[What you will do] Can you put the rows below into a JSON list of strings, with one string per line, blank lines skipped, and the pictures left out?

[Start of section]

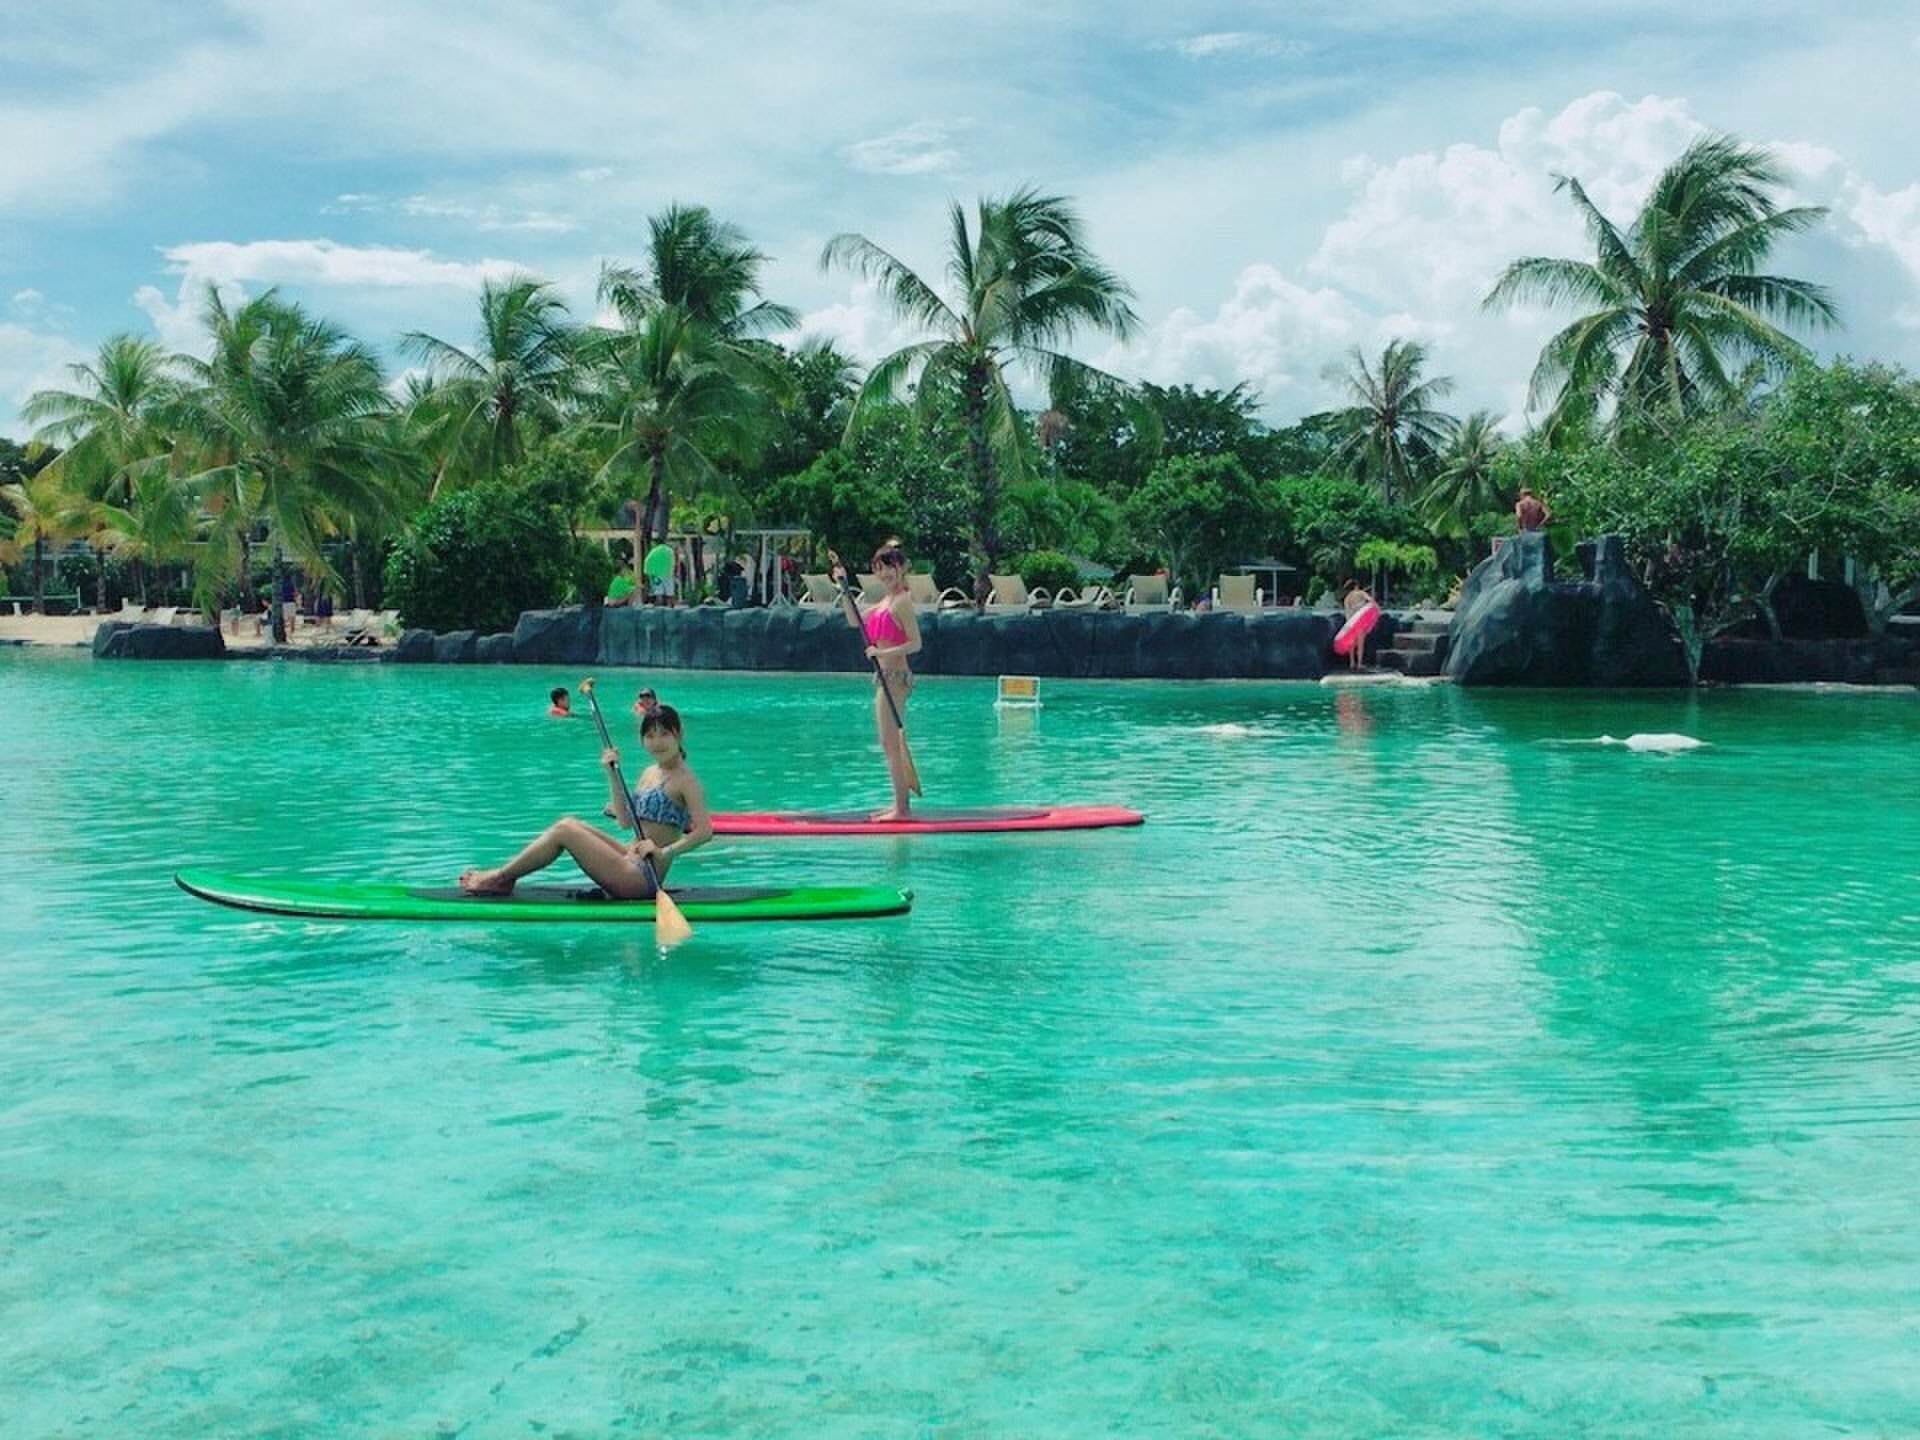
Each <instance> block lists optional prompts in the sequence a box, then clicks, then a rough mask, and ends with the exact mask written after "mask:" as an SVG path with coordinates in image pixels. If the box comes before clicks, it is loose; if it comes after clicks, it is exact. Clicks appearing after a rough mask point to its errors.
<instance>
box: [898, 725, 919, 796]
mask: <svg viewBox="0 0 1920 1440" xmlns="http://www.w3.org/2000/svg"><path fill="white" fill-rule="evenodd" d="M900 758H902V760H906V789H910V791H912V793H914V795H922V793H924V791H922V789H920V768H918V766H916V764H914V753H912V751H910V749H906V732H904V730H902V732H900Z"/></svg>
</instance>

[End of section]

[Task response]
[
  "Each <instance> block lists optional prompts in the sequence a box, then clicks, then a rough mask, and ends with the exact mask written after \"mask:\" as an SVG path with coordinates in image pixels. If the box comes before clicks, it is loose; if it comes after clicks, it is exact. Clicks appearing after a rough mask point to its errors.",
  "<instance>",
  "box: [898, 725, 919, 796]",
  "mask: <svg viewBox=\"0 0 1920 1440\" xmlns=\"http://www.w3.org/2000/svg\"><path fill=\"white\" fill-rule=\"evenodd\" d=\"M900 758H902V760H906V789H910V791H912V793H914V795H922V793H924V791H922V789H920V768H918V766H916V764H914V753H912V751H910V749H906V732H904V730H902V732H900Z\"/></svg>",
  "</instance>"
]